> _HOW TO COMPLETE THIS TASK_: Within the records below, find each line that holds the string "frame", then copy it.

> _RECORDS FOR THIS TASK_:
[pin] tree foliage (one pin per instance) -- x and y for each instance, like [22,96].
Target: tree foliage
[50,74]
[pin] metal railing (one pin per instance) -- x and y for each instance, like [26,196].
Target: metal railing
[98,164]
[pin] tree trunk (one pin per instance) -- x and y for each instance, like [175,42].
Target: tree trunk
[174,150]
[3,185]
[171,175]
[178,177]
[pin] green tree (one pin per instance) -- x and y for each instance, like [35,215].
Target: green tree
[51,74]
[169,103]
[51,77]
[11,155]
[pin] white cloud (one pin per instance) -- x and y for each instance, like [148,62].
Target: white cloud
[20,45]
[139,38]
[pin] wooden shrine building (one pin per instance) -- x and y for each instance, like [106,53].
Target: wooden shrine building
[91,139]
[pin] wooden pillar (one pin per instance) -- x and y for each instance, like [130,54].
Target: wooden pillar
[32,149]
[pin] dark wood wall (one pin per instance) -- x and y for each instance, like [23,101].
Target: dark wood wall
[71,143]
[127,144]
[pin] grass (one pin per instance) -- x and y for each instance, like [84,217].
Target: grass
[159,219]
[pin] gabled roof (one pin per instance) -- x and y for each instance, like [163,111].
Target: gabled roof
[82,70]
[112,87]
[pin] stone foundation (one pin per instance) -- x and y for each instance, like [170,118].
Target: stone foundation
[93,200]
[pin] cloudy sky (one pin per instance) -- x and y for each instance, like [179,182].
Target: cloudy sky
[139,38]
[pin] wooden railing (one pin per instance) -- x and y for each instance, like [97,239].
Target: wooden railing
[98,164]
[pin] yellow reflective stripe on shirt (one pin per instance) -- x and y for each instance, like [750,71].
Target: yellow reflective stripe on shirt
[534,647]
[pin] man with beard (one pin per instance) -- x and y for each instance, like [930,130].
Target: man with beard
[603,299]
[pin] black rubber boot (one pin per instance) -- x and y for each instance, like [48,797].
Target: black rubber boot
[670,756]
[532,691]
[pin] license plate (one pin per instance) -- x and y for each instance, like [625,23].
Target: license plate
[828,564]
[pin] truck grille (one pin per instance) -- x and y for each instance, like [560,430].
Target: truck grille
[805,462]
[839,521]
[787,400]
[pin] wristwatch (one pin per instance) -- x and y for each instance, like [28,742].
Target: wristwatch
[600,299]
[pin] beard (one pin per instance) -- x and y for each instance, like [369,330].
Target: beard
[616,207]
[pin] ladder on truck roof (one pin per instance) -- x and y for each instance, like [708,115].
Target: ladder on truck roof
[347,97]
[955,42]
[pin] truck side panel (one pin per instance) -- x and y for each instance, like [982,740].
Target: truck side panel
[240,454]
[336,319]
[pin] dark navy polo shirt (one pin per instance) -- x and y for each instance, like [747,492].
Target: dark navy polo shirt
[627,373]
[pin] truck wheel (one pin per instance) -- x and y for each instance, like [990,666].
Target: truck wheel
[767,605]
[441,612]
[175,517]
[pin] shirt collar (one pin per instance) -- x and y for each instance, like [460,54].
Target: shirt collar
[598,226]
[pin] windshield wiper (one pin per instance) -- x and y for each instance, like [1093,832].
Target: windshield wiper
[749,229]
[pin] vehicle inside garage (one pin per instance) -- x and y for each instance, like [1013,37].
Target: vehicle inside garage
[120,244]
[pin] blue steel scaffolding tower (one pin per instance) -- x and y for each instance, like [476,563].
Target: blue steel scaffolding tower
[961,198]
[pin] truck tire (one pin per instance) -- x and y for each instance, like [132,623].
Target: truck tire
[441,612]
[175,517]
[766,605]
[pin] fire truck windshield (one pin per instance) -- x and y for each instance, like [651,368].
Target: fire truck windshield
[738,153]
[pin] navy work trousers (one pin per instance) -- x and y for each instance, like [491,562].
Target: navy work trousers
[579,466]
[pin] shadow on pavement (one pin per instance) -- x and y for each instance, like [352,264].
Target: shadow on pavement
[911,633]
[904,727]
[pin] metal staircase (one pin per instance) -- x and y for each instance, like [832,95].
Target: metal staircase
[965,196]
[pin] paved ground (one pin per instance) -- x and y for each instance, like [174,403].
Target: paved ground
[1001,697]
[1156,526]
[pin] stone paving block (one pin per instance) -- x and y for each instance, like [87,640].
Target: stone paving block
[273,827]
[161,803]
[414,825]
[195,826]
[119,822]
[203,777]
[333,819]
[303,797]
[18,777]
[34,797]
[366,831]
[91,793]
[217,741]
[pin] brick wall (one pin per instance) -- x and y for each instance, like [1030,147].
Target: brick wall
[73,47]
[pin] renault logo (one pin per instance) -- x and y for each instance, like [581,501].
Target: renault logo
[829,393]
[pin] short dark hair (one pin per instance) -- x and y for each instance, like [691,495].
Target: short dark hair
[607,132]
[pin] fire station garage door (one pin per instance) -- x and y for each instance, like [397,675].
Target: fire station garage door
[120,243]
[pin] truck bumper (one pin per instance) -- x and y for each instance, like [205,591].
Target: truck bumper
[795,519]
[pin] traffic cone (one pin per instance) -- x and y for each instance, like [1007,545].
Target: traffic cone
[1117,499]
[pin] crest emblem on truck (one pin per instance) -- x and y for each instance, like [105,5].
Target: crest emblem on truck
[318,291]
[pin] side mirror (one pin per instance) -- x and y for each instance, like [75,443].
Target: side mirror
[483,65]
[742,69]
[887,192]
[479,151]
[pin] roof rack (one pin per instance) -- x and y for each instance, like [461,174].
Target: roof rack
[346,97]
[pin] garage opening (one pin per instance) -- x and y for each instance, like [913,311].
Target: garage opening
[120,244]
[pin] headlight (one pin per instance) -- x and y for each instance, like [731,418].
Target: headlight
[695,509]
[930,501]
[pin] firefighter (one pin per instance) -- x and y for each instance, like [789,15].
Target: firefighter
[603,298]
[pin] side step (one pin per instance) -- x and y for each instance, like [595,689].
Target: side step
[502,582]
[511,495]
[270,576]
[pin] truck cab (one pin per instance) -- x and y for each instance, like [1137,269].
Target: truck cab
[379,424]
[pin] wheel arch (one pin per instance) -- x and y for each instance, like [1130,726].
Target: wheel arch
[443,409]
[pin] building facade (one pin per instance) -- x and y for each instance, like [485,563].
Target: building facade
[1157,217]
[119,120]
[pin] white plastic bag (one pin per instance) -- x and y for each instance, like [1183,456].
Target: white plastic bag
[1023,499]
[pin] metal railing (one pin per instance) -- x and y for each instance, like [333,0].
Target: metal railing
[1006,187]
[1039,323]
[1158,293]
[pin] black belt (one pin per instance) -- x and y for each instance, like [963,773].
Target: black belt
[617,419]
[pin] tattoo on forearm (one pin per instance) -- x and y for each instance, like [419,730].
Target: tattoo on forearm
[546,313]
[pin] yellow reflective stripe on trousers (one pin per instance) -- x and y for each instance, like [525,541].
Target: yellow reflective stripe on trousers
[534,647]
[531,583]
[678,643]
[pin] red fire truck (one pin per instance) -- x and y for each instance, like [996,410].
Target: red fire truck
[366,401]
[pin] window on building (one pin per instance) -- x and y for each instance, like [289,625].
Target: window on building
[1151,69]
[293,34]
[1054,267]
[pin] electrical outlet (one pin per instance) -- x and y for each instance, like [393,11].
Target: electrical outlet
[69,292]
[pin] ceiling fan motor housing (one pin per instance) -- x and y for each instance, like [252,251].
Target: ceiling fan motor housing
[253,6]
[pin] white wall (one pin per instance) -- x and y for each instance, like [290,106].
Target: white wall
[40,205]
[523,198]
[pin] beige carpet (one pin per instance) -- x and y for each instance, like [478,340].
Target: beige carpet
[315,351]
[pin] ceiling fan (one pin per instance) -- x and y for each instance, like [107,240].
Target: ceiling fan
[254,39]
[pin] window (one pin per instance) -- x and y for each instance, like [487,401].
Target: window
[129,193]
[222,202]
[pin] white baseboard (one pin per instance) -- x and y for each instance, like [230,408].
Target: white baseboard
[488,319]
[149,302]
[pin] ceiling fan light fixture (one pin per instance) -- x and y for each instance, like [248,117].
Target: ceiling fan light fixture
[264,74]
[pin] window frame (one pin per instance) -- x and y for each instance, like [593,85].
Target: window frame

> _RESPONSE_:
[pin] window frame (one pin per instance) -- x and y for each instance, like [593,85].
Target: window frame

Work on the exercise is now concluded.